## Extract
________
In a demo, this feels like flexibility. In production, it introduces operational risk.
Observability vs. Governance
Engineering teams are comfortable with observability. They monitor logs, latency, error rates, and token usage. Observability answers a retrospective question: what happened?
Governance answers a forward-looking one: should this be allowed to happen?
An agent exceeding its token budget is observable. An agent inserting sensitive data into an external API call is observable. But unless there is a policy engine capable of intervening, the system continues executing.
Observability reports. Governance enforces.
What Breaks When Agents Scale
When agents move into real workflows, failure modes change.
Costs can spike due to unexpected loops or aggressive tool usage. Sensitive data can leak through prompts in retrieval-augmented systems. Agents acting on behalf of users may overstep access boundaries if identity controls are weak. Some actions, such as sending external communications or modifying financial records, cannot be reversed.
Unlike deterministic systems, where errors are usually isolated, probabilistic systems can amplify mistakes.
The Deterministic Guardrail Principle
A practical architectural principle emerges: anything that can be deterministic should not depend on an LLM.
Budget thresholds, access control rules, scheduling logic, and validation checks should remain deterministic. LLMs should handle reasoning where variability is valuable.
Blending probabilistic reasoning with deterministic safeguards reduces risk without sacrificing capability.
Governance Across the Agent Lifecycle
Effective governance operates in three phases.
Before execution, systems verify authorization, configuration, and budget limits. During execution, policies monitor tool calls, data flows, and token usage. After execution, outputs and anomalies are reviewed, and alerts are triggered if necessary.
Governance mechanisms may warn, block, or redact depending on severity. The key is that intervention happens in real time, not after damage occurs.
From Single Agents to Agent Fleets
Most organizations do not run a single agent. They run fleets: sales agents, support agents, coding agents, finance agents. Policies must scale accordingly.
Some governance rules apply globally, such as maximum daily spend. Others are scoped to specific agent types, user groups, or operational tiers. This moves governance from purely engineering ownership to shared operational responsibility.
As agents become infrastructure, governance becomes an operational discipline.
Infrastructure Is Changing
Agent-based systems differ from traditional SaaS systems. Instead of being activated only by human interaction, agents may run continuously, trigger other agents, and execute asynchronous tasks.
This requires stronger telemetry, better traceability, event-driven architectures, and fine-grained identity management. Agents are no longer just application features; they are long-running system components.
The Enterprise Software Question
There is growing concern that AI agents will displace traditional enterprise software. A more realistic outcome is interface evolution rather than elimination.
Instead of humans navigating dashboards, agents will increasingly interact with enterprise platforms programmatically. The core systems—CRM, finance, collaboration—remain essential. What changes is how they are consumed.
The Near-Term Risk
The most significant risk today is overconfidence. Many agents that perform well in controlled environments are deployed into production as if they are hardened systems.
In hindsight, some of today’s production agents may be viewed as experiments treated as infrastructure.
Without governance, autonomy scales risk faster than it scales value.
Conclusion: Governance Is Not Optional
AI agents introduce probabilistic behavior into operational systems. They are cost amplifiers, security surfaces, and autonomous decision-makers.
Observability tells you what happened. Governance determines what is allowed to happen.
As agents move from demos to infrastructure, governance shifts from a nice-to-have feature to a foundational requirement.
________
Reproduce the article on governing AI agents word for word, starting with "This requires stronger" and going on through "are hardened systems.".
________
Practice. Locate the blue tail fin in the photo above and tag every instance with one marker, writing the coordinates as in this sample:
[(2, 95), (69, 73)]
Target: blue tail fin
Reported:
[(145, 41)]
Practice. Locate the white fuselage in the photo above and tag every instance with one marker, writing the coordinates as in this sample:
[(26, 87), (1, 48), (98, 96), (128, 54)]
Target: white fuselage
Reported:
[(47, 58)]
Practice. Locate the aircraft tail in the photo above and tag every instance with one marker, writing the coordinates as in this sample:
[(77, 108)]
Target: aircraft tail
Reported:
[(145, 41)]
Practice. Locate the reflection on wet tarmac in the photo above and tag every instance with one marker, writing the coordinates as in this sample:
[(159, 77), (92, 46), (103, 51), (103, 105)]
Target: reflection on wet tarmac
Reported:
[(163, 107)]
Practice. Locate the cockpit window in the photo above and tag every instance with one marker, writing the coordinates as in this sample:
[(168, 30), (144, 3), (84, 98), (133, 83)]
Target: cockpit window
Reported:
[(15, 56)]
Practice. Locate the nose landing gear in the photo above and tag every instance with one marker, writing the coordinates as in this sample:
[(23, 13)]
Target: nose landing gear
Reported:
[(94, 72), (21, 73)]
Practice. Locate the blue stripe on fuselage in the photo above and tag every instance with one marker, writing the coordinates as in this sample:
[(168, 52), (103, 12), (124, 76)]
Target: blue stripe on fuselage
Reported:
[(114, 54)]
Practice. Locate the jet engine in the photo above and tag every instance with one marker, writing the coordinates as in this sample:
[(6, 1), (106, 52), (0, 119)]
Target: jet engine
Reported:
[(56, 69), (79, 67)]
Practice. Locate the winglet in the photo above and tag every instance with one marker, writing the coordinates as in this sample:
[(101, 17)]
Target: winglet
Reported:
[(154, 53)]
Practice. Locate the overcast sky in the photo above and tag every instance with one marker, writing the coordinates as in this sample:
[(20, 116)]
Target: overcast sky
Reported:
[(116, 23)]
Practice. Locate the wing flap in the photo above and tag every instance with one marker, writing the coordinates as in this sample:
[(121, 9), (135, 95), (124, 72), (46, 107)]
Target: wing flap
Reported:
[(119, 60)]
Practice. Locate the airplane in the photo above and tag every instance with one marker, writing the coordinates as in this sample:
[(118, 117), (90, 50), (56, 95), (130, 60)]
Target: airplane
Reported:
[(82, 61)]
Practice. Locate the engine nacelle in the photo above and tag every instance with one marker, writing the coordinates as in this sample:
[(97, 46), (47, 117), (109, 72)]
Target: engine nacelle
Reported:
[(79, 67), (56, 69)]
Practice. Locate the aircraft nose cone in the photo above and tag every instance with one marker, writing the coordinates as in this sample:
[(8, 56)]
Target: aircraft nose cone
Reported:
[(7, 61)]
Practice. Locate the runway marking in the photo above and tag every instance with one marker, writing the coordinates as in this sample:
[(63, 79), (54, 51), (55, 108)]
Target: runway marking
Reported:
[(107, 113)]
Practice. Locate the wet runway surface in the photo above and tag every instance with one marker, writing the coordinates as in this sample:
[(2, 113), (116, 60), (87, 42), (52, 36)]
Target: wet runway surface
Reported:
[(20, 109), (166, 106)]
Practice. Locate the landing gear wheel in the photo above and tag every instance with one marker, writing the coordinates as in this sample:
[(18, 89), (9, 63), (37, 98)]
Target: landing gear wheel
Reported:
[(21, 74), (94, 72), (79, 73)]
________
## Response box
This requires stronger telemetry, better traceability, event-driven architectures, and fine-grained identity management. Agents are no longer just application features; they are long-running system components.
The Enterprise Software Question
There is growing concern that AI agents will displace traditional enterprise software. A more realistic outcome is interface evolution rather than elimination.
Instead of humans navigating dashboards, agents will increasingly interact with enterprise platforms programmatically. The core systems—CRM, finance, collaboration—remain essential. What changes is how they are consumed.
The Near-Term Risk
The most significant risk today is overconfidence. Many agents that perform well in controlled environments are deployed into production as if they are hardened systems.